■ Source excerpt
The sprawling Monte Alban ruins offer informative signboards with chances to visit tombs, wander ancient roads, and gaze at these unique pyramid structures. Climb up Platforma Sur to appreciate the best views of these incredible Oaxaca ruins.
Monte Alban is one of the most popular places to visit in Oaxaca and one of the best Oaxaca day trips.
Most Guided Tours DON’T include the Monte Alban entrance fee | Entrance Fee for Foreigners: 80 pesos ($4.50 USD)
If you’re interested in more cultural aspects it’s possible to include a visit to Monte Alban with local artisan villages. This full-day Monte Alban tour includes stops at Arrazola (known for alebrijes), Cuilapam (historical site) and San Bartolo Coyotepec (black pottery).
More Things to Do in Oaxaca on Day 2
With more time on Day 2 you could visit some of these popular artisan villages near Oaxaca or spend the afternoon casually visiting more of the Oaxaca city center and barrios. Oaxaca has a fun and vibrant art scene. Culture can be found everywhere in the form of modern art galleries, street art, free museums, and street performers.
Nearby Half-Day Trips from Oaxaca to Artisan Villages
Again, to see as much as possible, utilize a driver or organized tour.

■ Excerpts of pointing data
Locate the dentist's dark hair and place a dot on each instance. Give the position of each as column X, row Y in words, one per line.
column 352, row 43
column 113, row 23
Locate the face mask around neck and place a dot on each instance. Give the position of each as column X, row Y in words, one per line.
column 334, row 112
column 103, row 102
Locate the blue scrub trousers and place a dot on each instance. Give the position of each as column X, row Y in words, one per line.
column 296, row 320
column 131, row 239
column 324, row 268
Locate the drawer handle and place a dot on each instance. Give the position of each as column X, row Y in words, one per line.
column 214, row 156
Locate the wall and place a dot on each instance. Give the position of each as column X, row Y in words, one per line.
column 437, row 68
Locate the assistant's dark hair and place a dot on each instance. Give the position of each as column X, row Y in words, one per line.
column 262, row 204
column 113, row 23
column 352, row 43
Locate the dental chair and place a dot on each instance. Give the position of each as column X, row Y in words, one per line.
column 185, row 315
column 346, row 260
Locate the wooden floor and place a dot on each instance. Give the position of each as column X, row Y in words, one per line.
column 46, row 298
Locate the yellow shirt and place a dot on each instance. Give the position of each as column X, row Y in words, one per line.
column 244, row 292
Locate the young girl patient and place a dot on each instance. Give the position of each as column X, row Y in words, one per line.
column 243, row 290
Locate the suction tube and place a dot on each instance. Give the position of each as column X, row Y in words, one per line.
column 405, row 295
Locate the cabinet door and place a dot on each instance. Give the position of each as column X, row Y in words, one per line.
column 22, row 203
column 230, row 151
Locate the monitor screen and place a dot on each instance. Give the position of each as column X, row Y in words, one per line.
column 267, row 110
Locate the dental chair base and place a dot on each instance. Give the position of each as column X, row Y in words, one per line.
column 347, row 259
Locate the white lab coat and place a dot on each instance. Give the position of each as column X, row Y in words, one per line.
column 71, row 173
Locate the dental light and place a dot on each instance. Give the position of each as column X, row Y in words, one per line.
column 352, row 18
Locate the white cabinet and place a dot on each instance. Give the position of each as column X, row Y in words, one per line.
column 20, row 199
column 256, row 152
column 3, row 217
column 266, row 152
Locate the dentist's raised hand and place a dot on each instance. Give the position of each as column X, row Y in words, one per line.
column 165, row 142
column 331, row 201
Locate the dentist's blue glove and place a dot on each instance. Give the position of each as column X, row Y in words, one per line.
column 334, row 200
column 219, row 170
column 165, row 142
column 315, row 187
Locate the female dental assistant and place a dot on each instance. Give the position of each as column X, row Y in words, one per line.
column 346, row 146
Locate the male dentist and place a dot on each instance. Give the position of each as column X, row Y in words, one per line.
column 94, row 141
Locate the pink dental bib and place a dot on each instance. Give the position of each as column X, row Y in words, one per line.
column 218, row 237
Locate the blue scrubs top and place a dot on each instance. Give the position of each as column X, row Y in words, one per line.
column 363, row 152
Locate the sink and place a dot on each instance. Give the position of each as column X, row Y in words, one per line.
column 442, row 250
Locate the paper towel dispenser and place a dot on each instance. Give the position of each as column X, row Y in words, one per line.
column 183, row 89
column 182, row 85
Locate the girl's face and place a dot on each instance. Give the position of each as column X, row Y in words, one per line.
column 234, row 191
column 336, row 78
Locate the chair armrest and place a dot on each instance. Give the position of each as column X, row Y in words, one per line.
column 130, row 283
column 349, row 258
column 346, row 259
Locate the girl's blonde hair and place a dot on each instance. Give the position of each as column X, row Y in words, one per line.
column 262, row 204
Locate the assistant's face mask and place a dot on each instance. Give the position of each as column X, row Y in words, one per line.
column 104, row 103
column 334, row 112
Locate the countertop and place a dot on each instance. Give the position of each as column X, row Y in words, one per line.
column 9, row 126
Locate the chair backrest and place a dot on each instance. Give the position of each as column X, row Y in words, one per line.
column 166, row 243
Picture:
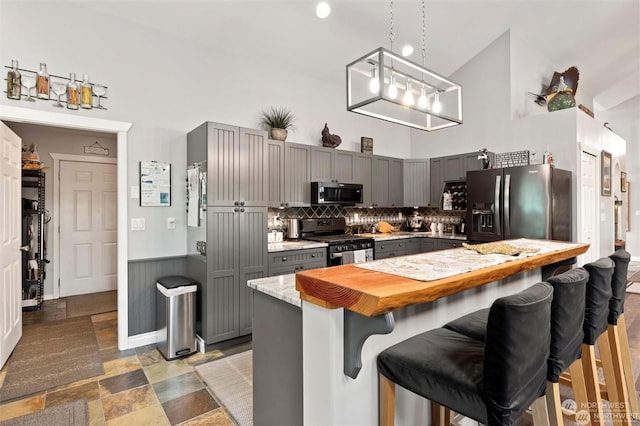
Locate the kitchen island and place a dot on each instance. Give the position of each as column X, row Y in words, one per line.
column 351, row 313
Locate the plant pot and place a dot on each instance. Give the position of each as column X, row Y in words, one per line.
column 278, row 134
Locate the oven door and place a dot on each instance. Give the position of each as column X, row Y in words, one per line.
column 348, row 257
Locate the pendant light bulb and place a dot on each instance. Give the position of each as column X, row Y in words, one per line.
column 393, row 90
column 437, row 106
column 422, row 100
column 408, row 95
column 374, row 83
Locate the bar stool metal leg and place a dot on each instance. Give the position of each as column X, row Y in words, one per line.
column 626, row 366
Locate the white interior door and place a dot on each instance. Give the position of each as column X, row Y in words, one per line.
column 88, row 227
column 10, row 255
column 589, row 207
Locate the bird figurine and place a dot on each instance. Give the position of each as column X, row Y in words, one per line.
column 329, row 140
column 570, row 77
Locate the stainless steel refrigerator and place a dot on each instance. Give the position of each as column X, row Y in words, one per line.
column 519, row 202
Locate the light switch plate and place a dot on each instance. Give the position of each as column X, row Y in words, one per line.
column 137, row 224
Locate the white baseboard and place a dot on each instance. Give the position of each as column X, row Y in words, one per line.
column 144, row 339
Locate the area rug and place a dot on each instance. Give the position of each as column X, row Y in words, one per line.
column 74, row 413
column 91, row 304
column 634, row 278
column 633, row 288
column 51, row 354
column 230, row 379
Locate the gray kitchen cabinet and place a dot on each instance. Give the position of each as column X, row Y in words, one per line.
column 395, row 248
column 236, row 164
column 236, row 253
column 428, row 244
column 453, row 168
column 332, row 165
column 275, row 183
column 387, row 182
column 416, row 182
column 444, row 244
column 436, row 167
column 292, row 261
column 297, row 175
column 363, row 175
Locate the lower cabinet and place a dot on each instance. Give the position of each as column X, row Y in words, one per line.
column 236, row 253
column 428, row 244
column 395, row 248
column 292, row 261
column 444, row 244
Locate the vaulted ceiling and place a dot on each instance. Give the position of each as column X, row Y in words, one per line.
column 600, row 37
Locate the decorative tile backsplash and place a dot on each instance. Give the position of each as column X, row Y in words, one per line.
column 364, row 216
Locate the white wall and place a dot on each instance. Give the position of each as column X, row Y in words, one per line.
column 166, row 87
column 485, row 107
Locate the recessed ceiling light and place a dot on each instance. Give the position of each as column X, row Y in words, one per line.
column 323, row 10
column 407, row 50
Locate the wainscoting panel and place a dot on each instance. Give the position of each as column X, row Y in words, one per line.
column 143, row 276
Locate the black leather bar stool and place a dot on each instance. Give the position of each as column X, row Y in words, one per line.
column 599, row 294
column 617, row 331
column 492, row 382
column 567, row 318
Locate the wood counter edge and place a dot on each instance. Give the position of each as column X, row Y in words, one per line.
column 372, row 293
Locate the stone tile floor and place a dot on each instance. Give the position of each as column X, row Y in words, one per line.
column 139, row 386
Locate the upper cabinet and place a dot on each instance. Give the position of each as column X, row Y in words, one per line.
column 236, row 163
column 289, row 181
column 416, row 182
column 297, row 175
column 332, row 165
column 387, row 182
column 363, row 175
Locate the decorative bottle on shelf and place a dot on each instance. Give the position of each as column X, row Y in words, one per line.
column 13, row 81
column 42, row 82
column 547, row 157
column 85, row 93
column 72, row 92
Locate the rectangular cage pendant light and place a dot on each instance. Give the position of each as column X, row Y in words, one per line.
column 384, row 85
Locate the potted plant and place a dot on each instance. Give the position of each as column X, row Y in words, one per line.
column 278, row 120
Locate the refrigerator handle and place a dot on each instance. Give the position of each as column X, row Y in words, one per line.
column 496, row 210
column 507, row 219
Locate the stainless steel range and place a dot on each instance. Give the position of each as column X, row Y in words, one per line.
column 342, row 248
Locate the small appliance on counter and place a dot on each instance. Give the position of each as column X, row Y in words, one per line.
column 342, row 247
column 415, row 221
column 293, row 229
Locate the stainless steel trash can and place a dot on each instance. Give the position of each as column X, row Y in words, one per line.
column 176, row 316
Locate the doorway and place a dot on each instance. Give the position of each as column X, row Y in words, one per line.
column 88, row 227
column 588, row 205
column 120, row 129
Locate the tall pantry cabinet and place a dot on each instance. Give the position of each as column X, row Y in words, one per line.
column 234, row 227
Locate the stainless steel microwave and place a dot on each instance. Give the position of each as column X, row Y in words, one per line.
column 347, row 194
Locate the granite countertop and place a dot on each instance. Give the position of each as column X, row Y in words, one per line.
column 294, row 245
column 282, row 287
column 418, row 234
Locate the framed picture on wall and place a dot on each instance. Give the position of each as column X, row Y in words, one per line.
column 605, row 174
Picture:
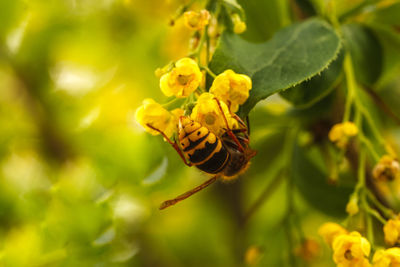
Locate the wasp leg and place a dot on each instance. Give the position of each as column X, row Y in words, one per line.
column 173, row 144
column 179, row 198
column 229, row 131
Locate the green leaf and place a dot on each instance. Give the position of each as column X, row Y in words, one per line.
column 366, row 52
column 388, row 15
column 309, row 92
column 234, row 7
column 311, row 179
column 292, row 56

--

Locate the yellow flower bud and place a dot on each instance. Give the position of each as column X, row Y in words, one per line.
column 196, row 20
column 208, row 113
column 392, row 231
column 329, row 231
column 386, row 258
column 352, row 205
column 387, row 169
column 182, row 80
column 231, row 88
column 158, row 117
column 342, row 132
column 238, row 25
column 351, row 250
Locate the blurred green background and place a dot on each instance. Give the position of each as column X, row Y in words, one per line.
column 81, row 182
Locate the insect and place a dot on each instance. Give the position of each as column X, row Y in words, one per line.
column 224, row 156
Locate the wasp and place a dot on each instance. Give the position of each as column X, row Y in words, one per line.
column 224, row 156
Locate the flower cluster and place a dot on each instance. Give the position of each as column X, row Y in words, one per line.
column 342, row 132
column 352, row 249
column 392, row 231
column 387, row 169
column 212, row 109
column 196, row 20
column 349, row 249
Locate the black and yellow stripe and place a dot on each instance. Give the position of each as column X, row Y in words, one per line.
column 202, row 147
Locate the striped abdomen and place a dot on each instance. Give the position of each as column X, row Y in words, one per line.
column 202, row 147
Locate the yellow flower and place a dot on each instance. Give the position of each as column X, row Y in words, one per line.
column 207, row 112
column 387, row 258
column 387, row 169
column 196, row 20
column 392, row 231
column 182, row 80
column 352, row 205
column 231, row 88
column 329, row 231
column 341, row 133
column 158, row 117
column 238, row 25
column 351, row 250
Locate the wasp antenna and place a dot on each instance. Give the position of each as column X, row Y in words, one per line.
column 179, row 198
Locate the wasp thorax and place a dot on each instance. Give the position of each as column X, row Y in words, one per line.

--

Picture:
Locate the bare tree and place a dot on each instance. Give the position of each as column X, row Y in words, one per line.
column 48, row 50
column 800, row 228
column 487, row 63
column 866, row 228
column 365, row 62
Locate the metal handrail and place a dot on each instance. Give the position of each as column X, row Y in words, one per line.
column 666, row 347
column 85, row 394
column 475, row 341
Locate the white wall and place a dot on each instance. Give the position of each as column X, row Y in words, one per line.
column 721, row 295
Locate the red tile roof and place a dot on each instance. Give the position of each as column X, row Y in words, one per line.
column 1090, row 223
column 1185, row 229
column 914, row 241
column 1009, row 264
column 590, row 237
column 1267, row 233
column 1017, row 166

■ Direction
Repeat the Oaxaca travel text above, everything from "The sprawling Monte" down to "Oaxaca day trips.".

■ Result below
The sprawling Monte Alban ruins offer informative signboards with chances to visit tombs, wander ancient roads, and gaze at these unique pyramid structures. Climb up Platforma Sur to appreciate the best views of these incredible Oaxaca ruins.
Monte Alban is one of the most popular places to visit in Oaxaca and one of the best Oaxaca day trips.